> Task goal
Reproduce verbatim the lines of the material starting at the line containing "One point belongs on each instance of the handrail." and ending after the line containing "(1026, 115)", both ends included.

> Records for processing
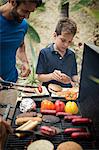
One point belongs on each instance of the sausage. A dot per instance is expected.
(22, 120)
(71, 130)
(27, 126)
(40, 89)
(27, 114)
(62, 114)
(47, 130)
(81, 135)
(70, 117)
(81, 121)
(48, 112)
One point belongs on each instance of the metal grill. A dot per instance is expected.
(15, 143)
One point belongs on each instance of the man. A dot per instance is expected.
(13, 28)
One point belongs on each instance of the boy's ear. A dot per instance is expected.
(13, 2)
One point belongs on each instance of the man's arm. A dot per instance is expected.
(21, 54)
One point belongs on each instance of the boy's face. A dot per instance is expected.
(63, 41)
(23, 11)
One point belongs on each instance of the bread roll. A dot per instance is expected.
(54, 88)
(70, 145)
(41, 145)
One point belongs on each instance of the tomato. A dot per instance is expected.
(59, 106)
(71, 107)
(47, 105)
(71, 95)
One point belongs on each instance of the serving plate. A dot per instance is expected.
(63, 92)
(36, 93)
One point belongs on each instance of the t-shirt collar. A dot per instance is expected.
(54, 49)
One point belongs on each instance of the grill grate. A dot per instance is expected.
(15, 143)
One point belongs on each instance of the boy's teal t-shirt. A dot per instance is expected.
(11, 36)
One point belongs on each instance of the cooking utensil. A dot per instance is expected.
(8, 83)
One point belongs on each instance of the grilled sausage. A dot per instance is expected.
(62, 114)
(81, 121)
(81, 135)
(27, 114)
(22, 120)
(47, 130)
(70, 117)
(71, 130)
(48, 112)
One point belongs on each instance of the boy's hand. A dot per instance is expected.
(25, 70)
(56, 75)
(65, 78)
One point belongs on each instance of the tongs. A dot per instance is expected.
(12, 85)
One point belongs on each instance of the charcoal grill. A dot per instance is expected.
(15, 143)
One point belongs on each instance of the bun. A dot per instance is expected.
(70, 145)
(54, 88)
(41, 145)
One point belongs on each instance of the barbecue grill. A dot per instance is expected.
(88, 103)
(15, 143)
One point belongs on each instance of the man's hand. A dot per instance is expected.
(65, 78)
(25, 70)
(61, 77)
(5, 129)
(56, 75)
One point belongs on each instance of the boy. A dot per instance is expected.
(57, 63)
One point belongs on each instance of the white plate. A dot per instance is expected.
(37, 93)
(57, 95)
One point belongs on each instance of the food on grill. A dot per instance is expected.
(27, 126)
(71, 107)
(70, 145)
(71, 117)
(26, 89)
(48, 130)
(27, 104)
(59, 106)
(71, 130)
(22, 120)
(50, 119)
(53, 88)
(71, 94)
(62, 114)
(41, 145)
(40, 89)
(81, 135)
(48, 112)
(47, 104)
(81, 121)
(27, 114)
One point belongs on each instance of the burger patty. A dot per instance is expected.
(51, 119)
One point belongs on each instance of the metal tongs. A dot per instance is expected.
(12, 85)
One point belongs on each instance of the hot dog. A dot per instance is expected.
(27, 126)
(47, 130)
(22, 120)
(62, 114)
(71, 130)
(81, 135)
(81, 121)
(70, 117)
(27, 114)
(48, 112)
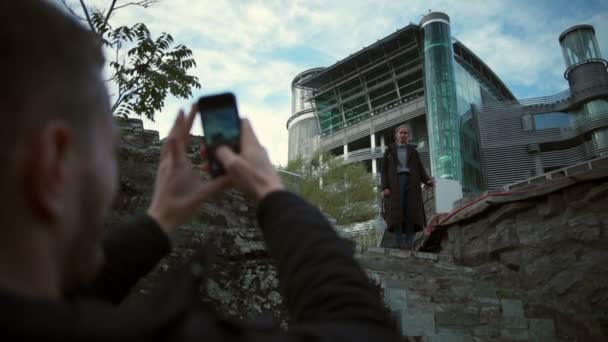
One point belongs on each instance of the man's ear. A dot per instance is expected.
(46, 168)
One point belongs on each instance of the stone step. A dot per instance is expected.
(440, 301)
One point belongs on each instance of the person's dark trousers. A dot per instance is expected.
(405, 234)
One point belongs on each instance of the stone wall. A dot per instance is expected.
(242, 280)
(527, 267)
(546, 246)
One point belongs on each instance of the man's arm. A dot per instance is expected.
(131, 252)
(384, 171)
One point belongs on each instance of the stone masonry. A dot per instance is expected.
(520, 269)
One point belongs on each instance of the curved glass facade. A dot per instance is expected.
(593, 109)
(579, 45)
(301, 97)
(469, 100)
(303, 139)
(442, 107)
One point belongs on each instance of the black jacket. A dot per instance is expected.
(327, 294)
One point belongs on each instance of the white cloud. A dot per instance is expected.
(233, 42)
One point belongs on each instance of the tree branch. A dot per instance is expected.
(71, 10)
(86, 14)
(105, 21)
(142, 3)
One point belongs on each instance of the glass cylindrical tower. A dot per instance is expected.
(302, 126)
(441, 102)
(584, 65)
(579, 45)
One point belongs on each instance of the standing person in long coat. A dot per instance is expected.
(402, 173)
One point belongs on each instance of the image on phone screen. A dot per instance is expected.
(221, 126)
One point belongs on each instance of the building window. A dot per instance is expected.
(550, 120)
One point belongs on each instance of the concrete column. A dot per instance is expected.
(373, 144)
(538, 165)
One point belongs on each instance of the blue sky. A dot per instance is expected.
(255, 48)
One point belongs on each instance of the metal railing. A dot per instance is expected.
(565, 96)
(560, 173)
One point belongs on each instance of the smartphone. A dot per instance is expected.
(221, 126)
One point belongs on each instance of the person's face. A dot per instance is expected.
(93, 194)
(403, 135)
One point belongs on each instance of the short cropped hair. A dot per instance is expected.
(51, 67)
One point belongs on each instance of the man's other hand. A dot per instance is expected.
(250, 171)
(179, 189)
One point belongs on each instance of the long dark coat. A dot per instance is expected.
(390, 180)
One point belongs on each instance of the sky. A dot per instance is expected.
(256, 48)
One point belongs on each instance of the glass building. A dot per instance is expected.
(467, 125)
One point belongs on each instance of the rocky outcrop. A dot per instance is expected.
(529, 266)
(546, 245)
(242, 280)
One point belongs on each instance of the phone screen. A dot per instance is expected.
(221, 126)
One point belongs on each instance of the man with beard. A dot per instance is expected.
(58, 179)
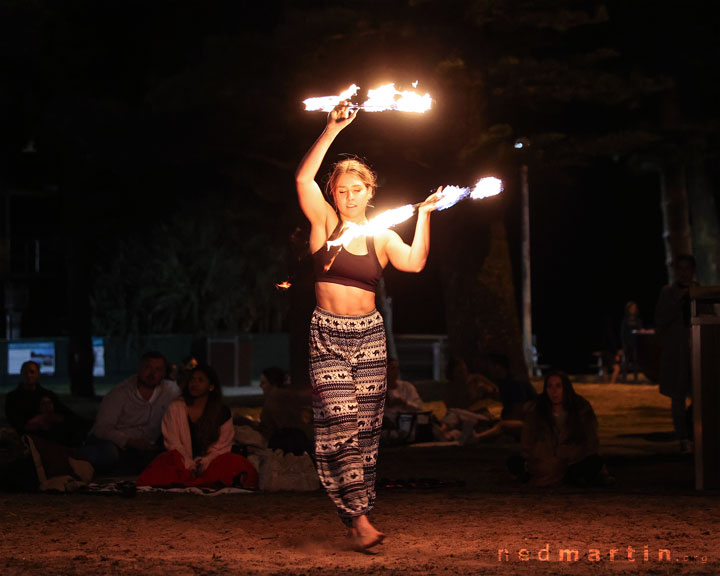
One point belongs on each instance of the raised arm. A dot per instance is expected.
(412, 258)
(312, 201)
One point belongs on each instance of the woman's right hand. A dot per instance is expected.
(342, 115)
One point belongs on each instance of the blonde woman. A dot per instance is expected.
(347, 336)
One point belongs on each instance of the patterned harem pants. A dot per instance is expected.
(348, 370)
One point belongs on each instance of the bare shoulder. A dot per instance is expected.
(320, 232)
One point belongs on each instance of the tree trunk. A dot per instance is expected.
(676, 223)
(479, 293)
(80, 352)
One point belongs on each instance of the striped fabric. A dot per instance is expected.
(348, 369)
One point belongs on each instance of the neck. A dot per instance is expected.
(199, 403)
(144, 389)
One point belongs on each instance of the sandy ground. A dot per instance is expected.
(489, 525)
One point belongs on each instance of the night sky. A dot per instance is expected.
(163, 113)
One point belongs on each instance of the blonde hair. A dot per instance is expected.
(351, 166)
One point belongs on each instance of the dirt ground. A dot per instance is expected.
(651, 521)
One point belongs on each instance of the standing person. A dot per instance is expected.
(672, 320)
(347, 335)
(629, 327)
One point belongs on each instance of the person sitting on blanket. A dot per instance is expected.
(198, 435)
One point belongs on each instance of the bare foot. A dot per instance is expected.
(364, 534)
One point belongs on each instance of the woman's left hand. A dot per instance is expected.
(431, 201)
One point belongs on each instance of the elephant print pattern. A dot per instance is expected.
(348, 370)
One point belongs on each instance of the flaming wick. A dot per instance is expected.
(386, 97)
(449, 196)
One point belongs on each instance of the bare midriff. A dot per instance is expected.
(344, 300)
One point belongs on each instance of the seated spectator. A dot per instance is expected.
(32, 409)
(559, 438)
(286, 417)
(125, 437)
(198, 435)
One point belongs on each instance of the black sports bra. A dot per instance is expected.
(338, 266)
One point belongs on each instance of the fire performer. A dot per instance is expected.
(347, 337)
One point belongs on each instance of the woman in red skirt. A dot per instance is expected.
(198, 435)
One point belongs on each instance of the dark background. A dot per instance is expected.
(157, 142)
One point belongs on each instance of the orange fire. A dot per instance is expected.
(380, 99)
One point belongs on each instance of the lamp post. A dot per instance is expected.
(522, 144)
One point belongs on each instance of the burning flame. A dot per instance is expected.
(449, 196)
(484, 188)
(386, 97)
(327, 103)
(374, 226)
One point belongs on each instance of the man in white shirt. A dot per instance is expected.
(126, 435)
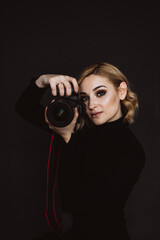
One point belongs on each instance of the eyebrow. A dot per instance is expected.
(94, 89)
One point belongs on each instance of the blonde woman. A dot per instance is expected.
(100, 159)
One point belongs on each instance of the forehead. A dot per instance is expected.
(93, 81)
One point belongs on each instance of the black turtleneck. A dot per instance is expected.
(98, 169)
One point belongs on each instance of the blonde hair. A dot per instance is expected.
(130, 104)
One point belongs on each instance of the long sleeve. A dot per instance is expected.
(29, 108)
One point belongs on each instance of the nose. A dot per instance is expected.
(91, 104)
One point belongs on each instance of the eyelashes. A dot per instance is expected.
(99, 93)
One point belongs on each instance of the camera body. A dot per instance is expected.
(60, 112)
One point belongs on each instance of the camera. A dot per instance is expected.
(60, 112)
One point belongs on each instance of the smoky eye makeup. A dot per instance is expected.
(83, 98)
(101, 93)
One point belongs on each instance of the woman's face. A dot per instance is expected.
(101, 98)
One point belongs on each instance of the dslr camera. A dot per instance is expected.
(60, 112)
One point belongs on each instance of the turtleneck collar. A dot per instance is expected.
(110, 127)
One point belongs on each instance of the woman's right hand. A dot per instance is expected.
(62, 81)
(64, 86)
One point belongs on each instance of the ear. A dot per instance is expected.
(122, 90)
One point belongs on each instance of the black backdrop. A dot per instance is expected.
(64, 38)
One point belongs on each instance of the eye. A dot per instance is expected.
(83, 98)
(101, 93)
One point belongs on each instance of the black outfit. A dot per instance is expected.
(98, 168)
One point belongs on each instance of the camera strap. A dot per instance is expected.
(53, 208)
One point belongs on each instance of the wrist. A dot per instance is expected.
(42, 82)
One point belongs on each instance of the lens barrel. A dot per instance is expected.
(60, 113)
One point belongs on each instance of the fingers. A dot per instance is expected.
(64, 85)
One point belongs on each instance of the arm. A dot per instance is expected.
(29, 108)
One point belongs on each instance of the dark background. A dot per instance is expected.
(64, 38)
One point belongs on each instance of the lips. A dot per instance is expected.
(97, 114)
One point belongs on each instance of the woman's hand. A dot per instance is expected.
(67, 131)
(62, 81)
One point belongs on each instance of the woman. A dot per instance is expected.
(100, 161)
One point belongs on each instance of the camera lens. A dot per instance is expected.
(59, 113)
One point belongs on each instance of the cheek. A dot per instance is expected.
(110, 101)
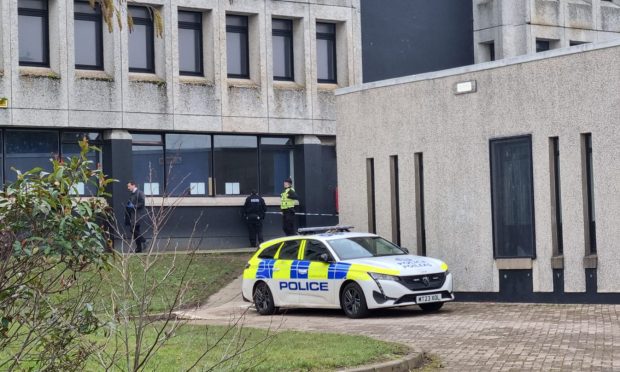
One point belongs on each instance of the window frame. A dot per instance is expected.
(44, 15)
(288, 34)
(195, 26)
(150, 35)
(244, 30)
(97, 19)
(527, 137)
(329, 37)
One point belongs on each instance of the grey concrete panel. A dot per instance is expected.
(560, 94)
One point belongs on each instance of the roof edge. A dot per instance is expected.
(481, 66)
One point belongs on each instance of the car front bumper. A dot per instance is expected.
(387, 293)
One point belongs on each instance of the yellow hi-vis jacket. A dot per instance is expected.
(285, 201)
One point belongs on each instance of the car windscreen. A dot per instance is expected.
(361, 247)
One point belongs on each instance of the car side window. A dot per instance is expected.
(314, 249)
(289, 250)
(270, 252)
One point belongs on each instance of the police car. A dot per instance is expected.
(331, 267)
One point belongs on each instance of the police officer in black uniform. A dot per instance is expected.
(254, 212)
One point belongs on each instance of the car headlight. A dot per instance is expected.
(377, 276)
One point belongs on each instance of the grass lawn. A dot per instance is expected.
(269, 351)
(206, 275)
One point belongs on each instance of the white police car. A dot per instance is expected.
(334, 268)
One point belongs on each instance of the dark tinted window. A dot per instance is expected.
(190, 43)
(148, 163)
(314, 249)
(326, 52)
(512, 197)
(269, 252)
(237, 54)
(141, 41)
(71, 148)
(33, 33)
(276, 163)
(289, 250)
(88, 36)
(26, 150)
(235, 164)
(188, 162)
(282, 49)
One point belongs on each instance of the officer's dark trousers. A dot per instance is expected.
(255, 229)
(288, 221)
(137, 237)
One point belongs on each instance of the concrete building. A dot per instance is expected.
(507, 170)
(504, 29)
(233, 96)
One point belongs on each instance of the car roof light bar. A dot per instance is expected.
(324, 229)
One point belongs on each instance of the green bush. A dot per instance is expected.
(48, 235)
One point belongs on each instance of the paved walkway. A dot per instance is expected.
(465, 336)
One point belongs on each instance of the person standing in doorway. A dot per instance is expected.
(287, 205)
(254, 211)
(134, 213)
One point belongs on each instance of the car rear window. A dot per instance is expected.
(269, 252)
(289, 250)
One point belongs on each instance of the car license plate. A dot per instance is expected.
(428, 298)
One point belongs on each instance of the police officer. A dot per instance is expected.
(254, 212)
(287, 206)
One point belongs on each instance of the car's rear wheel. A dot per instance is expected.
(429, 308)
(263, 300)
(353, 302)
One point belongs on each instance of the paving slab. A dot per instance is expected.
(465, 336)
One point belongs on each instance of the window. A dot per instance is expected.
(395, 199)
(419, 204)
(269, 253)
(574, 42)
(237, 49)
(235, 164)
(489, 51)
(33, 20)
(141, 40)
(314, 249)
(276, 163)
(512, 197)
(370, 195)
(148, 164)
(190, 43)
(326, 52)
(289, 250)
(590, 217)
(556, 197)
(282, 40)
(188, 161)
(88, 36)
(542, 45)
(361, 247)
(70, 148)
(28, 149)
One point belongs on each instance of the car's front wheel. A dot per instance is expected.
(353, 302)
(429, 308)
(263, 300)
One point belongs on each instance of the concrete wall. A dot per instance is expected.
(514, 25)
(562, 93)
(113, 99)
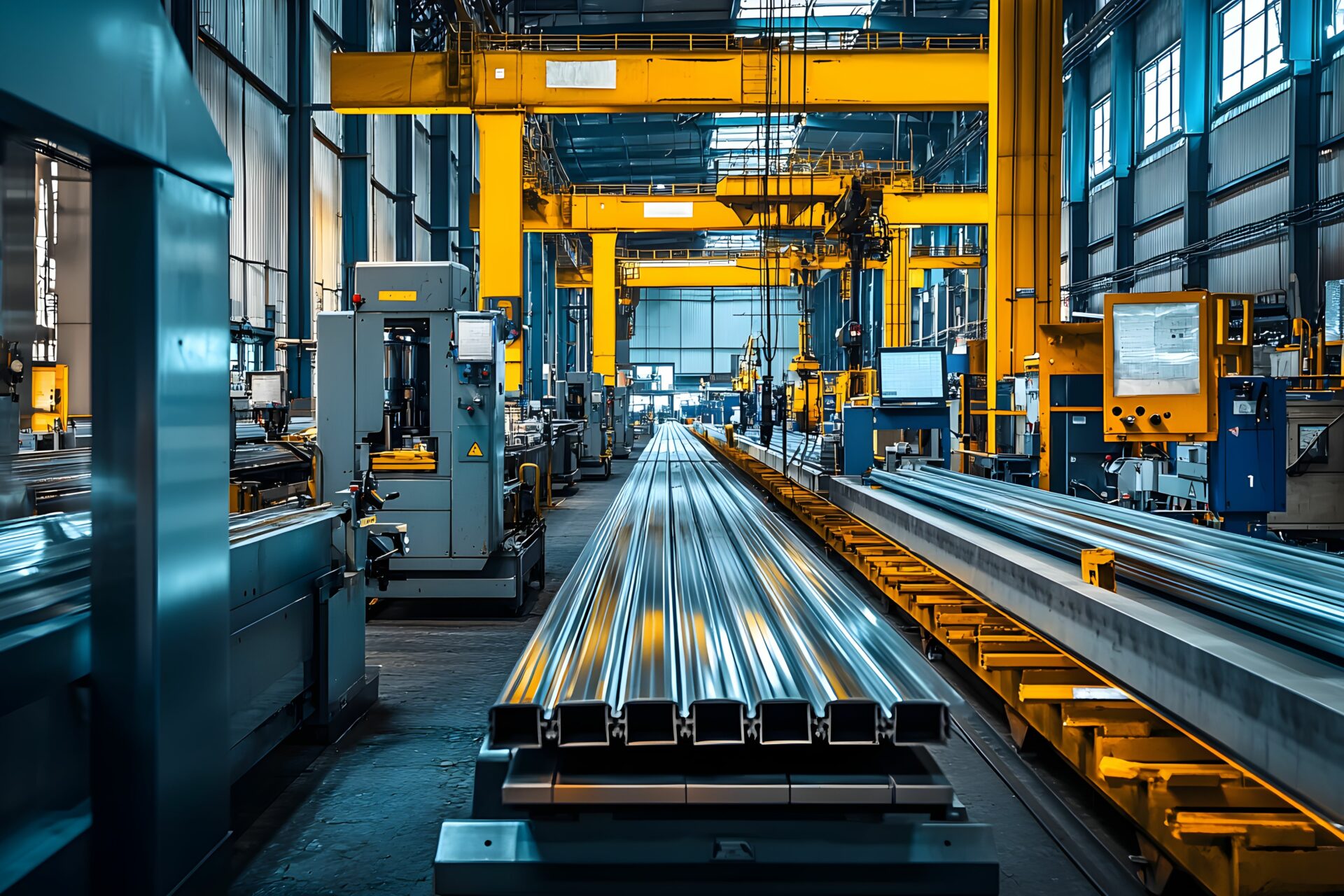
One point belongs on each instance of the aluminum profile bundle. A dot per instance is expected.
(1265, 586)
(696, 617)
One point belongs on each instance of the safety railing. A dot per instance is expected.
(643, 190)
(944, 251)
(864, 41)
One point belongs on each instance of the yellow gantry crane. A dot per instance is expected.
(1014, 74)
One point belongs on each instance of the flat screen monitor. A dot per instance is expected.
(911, 375)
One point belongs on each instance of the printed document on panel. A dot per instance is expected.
(1156, 348)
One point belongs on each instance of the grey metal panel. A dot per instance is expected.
(335, 415)
(1168, 235)
(331, 124)
(267, 42)
(692, 594)
(1252, 269)
(1158, 26)
(1101, 261)
(1160, 182)
(1257, 202)
(1160, 281)
(267, 200)
(1331, 172)
(1250, 141)
(327, 229)
(222, 89)
(1332, 99)
(1101, 211)
(420, 149)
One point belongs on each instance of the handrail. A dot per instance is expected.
(862, 41)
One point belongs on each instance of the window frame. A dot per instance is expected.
(1265, 81)
(1331, 16)
(1094, 171)
(1177, 108)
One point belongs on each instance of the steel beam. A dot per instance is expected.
(510, 71)
(1270, 710)
(1026, 115)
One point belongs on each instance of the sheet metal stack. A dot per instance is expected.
(696, 617)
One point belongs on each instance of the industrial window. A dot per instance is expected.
(1253, 43)
(1335, 24)
(1101, 148)
(1160, 83)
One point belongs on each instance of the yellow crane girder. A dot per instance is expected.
(578, 213)
(664, 73)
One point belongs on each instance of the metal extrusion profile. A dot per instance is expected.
(1253, 696)
(696, 617)
(1276, 589)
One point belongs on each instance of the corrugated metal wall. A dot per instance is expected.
(1160, 182)
(255, 133)
(1332, 97)
(1254, 269)
(685, 328)
(1253, 139)
(1261, 200)
(1156, 29)
(1101, 211)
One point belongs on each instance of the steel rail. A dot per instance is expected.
(695, 615)
(1266, 587)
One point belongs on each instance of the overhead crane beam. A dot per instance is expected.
(1014, 73)
(628, 213)
(664, 73)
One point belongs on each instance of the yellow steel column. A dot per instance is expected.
(895, 290)
(502, 227)
(604, 305)
(1026, 120)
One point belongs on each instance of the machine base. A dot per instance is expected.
(504, 577)
(619, 855)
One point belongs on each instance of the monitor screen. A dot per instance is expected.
(911, 375)
(475, 339)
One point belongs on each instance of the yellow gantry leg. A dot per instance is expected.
(1026, 118)
(604, 307)
(895, 290)
(502, 227)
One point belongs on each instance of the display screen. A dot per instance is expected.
(475, 339)
(911, 375)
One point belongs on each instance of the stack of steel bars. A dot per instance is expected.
(1266, 586)
(696, 617)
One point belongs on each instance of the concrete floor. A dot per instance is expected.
(363, 816)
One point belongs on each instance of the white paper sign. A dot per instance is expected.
(1155, 348)
(598, 74)
(668, 210)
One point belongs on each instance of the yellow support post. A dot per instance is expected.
(502, 227)
(1026, 118)
(604, 307)
(895, 290)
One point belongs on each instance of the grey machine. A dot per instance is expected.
(410, 386)
(585, 399)
(622, 441)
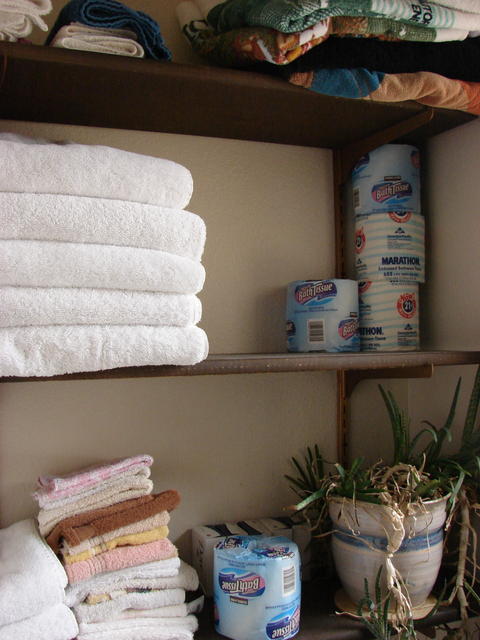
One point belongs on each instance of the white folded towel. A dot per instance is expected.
(34, 166)
(135, 600)
(32, 263)
(32, 578)
(109, 488)
(126, 489)
(55, 623)
(43, 216)
(27, 306)
(140, 629)
(171, 573)
(18, 17)
(120, 42)
(120, 480)
(49, 351)
(170, 611)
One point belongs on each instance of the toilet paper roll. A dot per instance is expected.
(390, 246)
(389, 316)
(322, 315)
(257, 588)
(387, 179)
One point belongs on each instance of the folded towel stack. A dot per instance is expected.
(108, 26)
(32, 587)
(123, 571)
(19, 17)
(380, 51)
(100, 263)
(119, 42)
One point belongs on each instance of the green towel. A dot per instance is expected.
(289, 16)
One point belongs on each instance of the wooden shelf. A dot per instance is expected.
(280, 363)
(318, 620)
(45, 84)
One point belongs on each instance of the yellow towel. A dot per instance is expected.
(130, 539)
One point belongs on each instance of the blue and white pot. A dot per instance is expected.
(367, 535)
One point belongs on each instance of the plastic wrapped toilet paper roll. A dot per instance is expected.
(387, 179)
(322, 315)
(257, 588)
(390, 246)
(389, 316)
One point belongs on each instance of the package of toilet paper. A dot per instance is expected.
(322, 315)
(387, 179)
(389, 315)
(257, 588)
(390, 246)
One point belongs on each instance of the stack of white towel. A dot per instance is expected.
(100, 263)
(147, 601)
(19, 17)
(125, 579)
(120, 42)
(32, 588)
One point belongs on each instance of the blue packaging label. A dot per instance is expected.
(245, 583)
(322, 315)
(389, 316)
(257, 587)
(390, 246)
(285, 625)
(387, 179)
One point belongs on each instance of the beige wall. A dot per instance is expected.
(451, 300)
(223, 442)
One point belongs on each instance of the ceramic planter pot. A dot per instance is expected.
(361, 539)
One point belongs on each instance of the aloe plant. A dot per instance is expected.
(433, 472)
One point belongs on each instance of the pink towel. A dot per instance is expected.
(120, 558)
(70, 483)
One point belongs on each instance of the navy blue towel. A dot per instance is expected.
(110, 14)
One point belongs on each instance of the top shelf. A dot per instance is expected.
(380, 363)
(46, 84)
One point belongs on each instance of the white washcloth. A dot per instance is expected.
(43, 216)
(120, 42)
(157, 520)
(170, 611)
(18, 17)
(140, 629)
(35, 166)
(119, 484)
(49, 351)
(28, 306)
(32, 578)
(171, 573)
(130, 600)
(55, 623)
(32, 263)
(133, 487)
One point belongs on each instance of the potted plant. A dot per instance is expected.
(387, 521)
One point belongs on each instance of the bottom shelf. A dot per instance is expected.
(318, 620)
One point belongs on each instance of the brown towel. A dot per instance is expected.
(98, 521)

> Answer
One point belongs on each instance of the handrail. A dot per instance is expected.
(862, 41)
One point belongs on each instance of the window frame. A dot per instance is expected.
(1265, 81)
(1331, 16)
(1094, 171)
(1177, 108)
One point belongs on each instance of the steel beam. A dot per instance is expected.
(510, 71)
(1270, 710)
(1026, 115)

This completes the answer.